:: WHAT YOU HAVE TO DO ::
Where the word "bowl" appears in a line of the entries below, count that line and give the total alone.

:: INPUT DATA ::
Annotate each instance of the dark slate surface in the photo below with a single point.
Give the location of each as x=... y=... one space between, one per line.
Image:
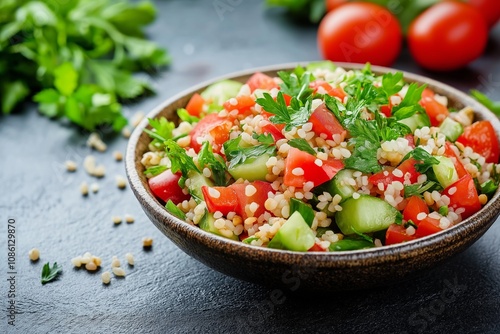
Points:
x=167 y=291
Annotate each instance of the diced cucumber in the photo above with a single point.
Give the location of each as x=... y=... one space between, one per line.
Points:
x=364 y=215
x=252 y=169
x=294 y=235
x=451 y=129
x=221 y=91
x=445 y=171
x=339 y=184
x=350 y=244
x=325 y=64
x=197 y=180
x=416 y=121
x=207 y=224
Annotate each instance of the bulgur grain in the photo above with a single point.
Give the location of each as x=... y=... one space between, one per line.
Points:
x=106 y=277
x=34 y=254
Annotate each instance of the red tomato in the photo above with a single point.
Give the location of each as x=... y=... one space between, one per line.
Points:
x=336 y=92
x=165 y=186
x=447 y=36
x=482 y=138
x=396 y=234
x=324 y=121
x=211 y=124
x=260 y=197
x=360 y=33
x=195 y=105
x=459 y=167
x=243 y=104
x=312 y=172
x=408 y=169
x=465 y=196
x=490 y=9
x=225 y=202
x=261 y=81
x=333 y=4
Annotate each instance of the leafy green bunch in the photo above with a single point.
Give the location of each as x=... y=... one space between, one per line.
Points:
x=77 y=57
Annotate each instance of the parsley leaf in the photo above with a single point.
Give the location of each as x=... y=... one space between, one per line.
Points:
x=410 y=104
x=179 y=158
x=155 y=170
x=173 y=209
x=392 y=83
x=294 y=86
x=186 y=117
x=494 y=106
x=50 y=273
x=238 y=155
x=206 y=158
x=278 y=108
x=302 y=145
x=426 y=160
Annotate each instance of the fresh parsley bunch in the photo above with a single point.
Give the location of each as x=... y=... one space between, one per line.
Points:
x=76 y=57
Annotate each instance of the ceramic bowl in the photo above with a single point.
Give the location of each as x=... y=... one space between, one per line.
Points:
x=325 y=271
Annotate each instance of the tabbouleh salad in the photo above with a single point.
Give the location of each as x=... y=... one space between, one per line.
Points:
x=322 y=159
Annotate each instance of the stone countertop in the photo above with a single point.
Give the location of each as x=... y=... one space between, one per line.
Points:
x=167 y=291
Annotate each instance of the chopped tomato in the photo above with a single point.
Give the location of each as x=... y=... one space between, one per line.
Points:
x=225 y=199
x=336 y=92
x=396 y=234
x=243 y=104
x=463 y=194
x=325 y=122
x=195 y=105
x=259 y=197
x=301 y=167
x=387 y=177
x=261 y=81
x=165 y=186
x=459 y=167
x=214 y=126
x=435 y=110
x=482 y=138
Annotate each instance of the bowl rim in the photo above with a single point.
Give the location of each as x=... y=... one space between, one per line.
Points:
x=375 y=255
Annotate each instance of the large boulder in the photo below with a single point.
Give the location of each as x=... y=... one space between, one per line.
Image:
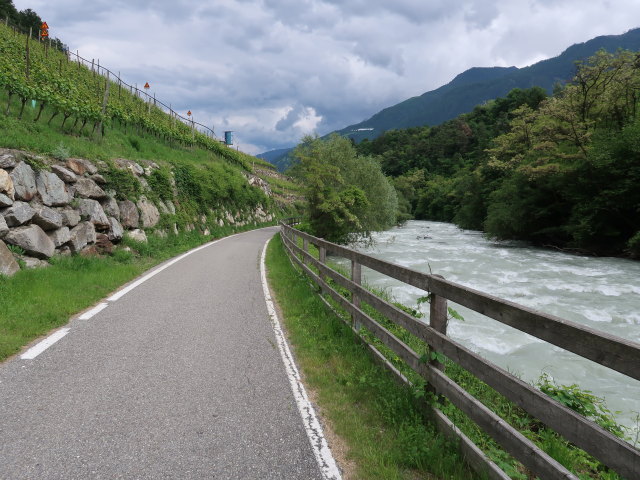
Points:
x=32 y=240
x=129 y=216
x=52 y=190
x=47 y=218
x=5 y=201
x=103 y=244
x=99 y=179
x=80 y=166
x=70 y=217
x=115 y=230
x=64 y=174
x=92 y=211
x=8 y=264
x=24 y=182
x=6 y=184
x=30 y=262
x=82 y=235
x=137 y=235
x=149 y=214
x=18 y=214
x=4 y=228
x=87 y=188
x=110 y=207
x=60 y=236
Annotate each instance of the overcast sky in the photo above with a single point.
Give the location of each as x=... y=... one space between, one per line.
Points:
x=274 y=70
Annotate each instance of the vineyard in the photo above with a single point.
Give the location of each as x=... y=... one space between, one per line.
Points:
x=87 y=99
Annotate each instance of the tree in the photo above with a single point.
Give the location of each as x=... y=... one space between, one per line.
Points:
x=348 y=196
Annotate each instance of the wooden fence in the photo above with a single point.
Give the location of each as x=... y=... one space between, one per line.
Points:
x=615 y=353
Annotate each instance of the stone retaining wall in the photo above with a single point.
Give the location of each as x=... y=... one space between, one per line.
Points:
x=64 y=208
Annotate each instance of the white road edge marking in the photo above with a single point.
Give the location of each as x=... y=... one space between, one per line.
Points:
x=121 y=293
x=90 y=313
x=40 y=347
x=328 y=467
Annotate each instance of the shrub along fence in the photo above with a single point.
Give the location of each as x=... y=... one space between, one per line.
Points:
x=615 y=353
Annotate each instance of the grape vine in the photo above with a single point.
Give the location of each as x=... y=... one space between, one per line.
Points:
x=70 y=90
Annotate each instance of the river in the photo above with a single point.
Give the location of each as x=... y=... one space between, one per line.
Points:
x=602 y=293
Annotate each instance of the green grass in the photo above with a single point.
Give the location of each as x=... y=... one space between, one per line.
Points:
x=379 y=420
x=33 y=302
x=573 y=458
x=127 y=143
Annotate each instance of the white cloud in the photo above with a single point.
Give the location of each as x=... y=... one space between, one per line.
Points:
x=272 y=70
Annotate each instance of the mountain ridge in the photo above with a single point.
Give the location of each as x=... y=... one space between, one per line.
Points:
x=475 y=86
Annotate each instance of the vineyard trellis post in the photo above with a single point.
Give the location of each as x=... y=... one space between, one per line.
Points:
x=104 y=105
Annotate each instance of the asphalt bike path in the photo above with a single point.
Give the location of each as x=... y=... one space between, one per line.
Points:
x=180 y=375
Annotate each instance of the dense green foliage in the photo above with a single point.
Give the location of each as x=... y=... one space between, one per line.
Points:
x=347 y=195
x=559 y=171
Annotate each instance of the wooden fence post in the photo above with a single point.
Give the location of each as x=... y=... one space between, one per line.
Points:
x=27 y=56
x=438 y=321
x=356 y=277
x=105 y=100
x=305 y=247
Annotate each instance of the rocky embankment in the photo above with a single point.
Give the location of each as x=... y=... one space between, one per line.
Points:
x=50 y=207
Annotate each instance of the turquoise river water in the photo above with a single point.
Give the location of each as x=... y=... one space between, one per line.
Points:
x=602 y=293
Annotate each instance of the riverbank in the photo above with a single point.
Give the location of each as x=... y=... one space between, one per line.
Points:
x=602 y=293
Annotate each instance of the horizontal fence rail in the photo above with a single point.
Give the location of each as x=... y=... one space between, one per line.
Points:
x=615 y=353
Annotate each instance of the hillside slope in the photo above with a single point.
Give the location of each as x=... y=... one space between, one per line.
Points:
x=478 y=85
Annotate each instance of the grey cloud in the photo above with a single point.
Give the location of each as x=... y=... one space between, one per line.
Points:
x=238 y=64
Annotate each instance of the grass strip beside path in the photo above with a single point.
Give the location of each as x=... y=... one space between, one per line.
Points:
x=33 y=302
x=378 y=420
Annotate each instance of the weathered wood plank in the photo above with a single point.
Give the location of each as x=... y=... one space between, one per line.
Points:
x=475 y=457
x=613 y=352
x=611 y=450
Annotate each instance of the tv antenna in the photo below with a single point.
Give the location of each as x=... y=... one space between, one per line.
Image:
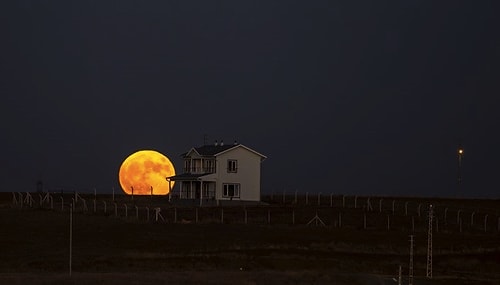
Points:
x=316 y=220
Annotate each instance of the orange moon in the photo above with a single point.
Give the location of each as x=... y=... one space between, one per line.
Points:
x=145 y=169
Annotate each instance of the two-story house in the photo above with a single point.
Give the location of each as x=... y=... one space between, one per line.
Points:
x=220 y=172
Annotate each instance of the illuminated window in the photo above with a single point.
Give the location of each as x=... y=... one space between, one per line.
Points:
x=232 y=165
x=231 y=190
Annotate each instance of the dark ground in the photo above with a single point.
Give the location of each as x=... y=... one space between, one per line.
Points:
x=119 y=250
...
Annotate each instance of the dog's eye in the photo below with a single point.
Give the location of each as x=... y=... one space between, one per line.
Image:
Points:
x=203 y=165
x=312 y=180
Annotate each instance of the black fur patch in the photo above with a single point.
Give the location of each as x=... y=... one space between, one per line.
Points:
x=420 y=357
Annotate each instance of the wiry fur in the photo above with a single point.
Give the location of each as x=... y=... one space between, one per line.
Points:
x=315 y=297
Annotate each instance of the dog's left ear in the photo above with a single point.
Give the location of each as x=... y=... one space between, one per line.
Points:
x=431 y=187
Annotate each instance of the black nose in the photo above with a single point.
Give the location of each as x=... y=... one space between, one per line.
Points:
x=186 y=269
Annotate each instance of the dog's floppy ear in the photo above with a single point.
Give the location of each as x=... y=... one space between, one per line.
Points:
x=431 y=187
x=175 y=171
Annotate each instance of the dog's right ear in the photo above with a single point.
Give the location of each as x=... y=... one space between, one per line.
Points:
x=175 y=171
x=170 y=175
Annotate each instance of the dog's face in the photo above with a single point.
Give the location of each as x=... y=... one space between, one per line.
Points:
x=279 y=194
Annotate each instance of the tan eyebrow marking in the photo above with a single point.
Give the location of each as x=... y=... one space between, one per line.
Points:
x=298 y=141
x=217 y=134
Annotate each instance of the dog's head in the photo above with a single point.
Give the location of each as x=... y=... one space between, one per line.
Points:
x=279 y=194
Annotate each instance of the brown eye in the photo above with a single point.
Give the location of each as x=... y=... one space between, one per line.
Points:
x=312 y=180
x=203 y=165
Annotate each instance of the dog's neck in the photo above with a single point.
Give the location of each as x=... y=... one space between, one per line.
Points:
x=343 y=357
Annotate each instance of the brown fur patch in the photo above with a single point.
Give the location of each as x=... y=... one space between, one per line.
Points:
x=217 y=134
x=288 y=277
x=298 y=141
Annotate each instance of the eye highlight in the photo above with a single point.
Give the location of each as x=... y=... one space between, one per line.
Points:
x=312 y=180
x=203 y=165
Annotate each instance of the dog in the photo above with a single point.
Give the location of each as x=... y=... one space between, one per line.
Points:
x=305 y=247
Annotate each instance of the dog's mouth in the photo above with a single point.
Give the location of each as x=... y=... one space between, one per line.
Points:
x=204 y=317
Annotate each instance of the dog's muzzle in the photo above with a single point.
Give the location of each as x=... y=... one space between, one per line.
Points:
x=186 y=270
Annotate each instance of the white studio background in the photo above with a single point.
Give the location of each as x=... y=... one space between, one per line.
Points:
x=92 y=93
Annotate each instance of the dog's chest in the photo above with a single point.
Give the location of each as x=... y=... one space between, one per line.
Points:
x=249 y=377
* * *
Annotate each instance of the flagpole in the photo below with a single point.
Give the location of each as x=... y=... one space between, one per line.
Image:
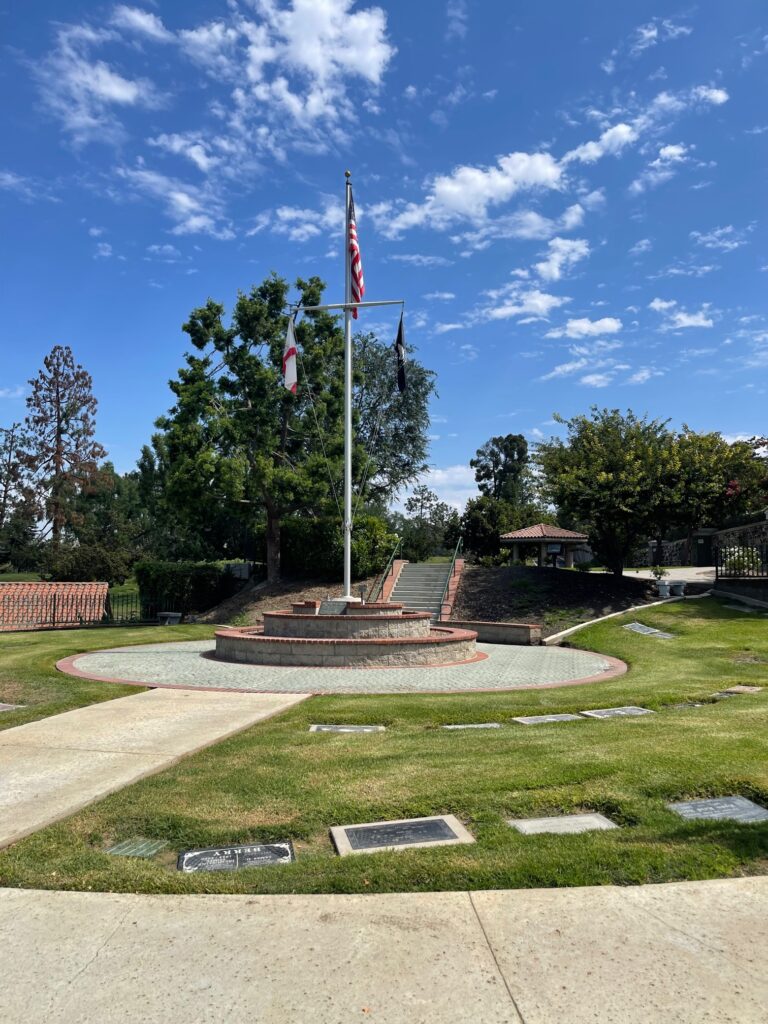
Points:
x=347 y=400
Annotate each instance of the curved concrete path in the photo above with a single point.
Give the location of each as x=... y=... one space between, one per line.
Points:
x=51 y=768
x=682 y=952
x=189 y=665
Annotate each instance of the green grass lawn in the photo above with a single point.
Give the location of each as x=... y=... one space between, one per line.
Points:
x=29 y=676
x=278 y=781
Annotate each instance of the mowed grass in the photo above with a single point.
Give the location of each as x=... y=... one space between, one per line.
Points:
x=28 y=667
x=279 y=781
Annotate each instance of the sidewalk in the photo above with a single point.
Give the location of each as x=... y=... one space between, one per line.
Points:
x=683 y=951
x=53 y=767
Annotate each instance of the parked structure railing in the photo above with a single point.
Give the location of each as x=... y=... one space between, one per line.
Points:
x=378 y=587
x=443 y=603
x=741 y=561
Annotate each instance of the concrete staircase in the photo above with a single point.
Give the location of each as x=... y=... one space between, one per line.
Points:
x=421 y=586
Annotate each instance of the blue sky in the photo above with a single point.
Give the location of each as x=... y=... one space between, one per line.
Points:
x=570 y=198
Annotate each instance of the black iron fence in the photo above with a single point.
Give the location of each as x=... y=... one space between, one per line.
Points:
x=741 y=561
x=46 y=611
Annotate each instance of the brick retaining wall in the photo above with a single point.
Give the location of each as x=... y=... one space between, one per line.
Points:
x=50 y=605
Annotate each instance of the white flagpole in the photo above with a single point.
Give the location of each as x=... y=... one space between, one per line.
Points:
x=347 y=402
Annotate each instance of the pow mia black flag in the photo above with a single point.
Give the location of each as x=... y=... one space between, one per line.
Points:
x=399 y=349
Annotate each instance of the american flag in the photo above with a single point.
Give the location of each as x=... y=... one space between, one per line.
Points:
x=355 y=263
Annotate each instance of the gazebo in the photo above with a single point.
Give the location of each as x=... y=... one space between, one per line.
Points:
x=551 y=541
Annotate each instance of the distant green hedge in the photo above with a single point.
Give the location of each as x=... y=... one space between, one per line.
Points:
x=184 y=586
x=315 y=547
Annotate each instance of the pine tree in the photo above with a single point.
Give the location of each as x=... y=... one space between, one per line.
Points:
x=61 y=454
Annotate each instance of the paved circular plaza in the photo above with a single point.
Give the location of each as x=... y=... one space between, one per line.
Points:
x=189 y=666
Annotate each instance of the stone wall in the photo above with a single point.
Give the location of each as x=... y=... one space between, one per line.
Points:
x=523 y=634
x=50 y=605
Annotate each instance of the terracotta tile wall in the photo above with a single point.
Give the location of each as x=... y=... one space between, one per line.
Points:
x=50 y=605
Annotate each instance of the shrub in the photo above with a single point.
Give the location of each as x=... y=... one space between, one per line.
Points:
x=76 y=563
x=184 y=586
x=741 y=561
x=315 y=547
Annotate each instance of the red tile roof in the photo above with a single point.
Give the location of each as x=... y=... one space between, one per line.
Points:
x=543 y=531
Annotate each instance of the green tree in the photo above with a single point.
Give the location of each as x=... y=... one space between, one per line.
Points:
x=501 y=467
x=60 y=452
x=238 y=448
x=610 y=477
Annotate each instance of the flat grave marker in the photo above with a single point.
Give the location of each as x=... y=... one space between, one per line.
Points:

:: WRITTEN SOLUTION ::
2